RECORD EXCERPTS

= = = = = = =

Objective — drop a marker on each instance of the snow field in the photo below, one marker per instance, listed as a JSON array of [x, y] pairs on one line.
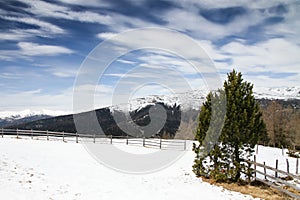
[[35, 169]]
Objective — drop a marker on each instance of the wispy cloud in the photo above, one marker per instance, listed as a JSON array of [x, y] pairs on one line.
[[46, 27], [34, 49], [44, 9]]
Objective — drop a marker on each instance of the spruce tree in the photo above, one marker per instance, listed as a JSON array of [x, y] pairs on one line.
[[243, 128]]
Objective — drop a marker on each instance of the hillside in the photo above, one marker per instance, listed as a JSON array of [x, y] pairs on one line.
[[37, 169]]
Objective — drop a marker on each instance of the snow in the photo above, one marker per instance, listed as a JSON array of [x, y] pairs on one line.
[[192, 99], [277, 93], [28, 113], [39, 169]]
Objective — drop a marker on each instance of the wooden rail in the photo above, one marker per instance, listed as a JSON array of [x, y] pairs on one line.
[[110, 139], [273, 180]]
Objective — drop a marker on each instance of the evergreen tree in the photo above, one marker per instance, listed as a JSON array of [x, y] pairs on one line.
[[243, 128]]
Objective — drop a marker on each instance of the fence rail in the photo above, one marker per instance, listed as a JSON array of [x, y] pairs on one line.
[[272, 179], [110, 139]]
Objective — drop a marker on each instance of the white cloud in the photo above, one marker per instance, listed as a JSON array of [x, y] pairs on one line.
[[46, 27], [106, 35], [276, 55], [96, 3], [34, 49], [41, 8]]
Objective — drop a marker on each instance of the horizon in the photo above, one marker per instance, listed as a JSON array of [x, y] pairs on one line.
[[43, 45]]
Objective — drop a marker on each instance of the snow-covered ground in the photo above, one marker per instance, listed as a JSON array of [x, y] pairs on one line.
[[39, 169]]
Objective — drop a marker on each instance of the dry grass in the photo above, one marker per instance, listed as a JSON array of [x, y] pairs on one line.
[[256, 189]]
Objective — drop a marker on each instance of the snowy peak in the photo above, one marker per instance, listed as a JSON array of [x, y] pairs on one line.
[[28, 113], [277, 93], [193, 99]]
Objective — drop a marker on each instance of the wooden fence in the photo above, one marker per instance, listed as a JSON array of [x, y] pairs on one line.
[[95, 138], [271, 176]]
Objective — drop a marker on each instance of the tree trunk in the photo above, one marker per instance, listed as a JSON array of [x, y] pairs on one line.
[[237, 163]]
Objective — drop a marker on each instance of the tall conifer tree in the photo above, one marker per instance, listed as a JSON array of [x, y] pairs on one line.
[[243, 128]]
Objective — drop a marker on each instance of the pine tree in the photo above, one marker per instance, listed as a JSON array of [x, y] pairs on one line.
[[243, 128]]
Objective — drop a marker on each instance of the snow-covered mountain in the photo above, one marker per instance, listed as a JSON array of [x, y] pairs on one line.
[[29, 113], [277, 93], [193, 99], [8, 118]]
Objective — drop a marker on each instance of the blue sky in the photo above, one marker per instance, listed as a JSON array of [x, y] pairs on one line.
[[43, 44]]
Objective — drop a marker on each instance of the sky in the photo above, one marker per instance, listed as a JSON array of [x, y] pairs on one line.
[[44, 45]]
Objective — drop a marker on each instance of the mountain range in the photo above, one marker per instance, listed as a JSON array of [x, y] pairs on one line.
[[189, 102]]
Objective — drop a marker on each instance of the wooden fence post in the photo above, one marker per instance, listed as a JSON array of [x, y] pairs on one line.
[[249, 172], [255, 167], [276, 173], [160, 143], [297, 164], [265, 171]]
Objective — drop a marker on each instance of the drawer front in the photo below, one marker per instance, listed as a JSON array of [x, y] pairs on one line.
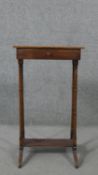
[[48, 54]]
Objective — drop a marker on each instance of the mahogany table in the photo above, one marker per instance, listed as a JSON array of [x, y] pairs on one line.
[[48, 53]]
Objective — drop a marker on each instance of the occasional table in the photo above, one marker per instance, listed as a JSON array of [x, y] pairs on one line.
[[48, 53]]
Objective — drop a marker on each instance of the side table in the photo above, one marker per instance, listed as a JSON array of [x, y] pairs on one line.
[[48, 53]]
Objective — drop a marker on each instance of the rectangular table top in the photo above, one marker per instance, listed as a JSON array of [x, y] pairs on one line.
[[49, 52]]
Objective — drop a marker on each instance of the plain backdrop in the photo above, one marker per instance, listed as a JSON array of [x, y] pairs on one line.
[[48, 83]]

= = = = = = =

Reproduce the stretch of the records from the line that contains "Objective — drop a marker on each instance of the occasional" through the end of the records, both ends included, keeping every line exactly as it appears.

SOLVED EXERCISE
Objective — drop a marker on each instance of the occasional table in the photo above, one marker per instance, listed as a JSON array of [x, y] pairs on one line.
[[48, 53]]
Objective — drop a marker on each instance of the side table in the photo above, one marker per instance, listed as a JSON array of [x, y] pairs on one line.
[[48, 53]]
Objective — drop a marker on each instance of the rectangular table top in the photo above, one marker per instance, listed as a JSON array of [x, y] pairs on one line.
[[49, 52]]
Objective — drop a marker on each instance of the plain backdrop in the photo above, one marker per instance, listed as a JSON array of [x, y] pairs on one line.
[[48, 83]]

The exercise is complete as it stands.